_WORK TO DO_: Leave out the pictures and repeat everything else in the records exactly.

┏━━

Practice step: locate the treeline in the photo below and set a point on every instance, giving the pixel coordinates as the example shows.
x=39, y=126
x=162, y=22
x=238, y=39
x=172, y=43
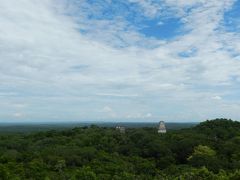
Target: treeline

┗━━

_ANSWER FOR THE TASK_:
Practice step: locate the treeline in the photo below and set a point on every instance, giving the pixel coordinates as the example shows.
x=39, y=126
x=162, y=22
x=238, y=39
x=172, y=43
Target: treeline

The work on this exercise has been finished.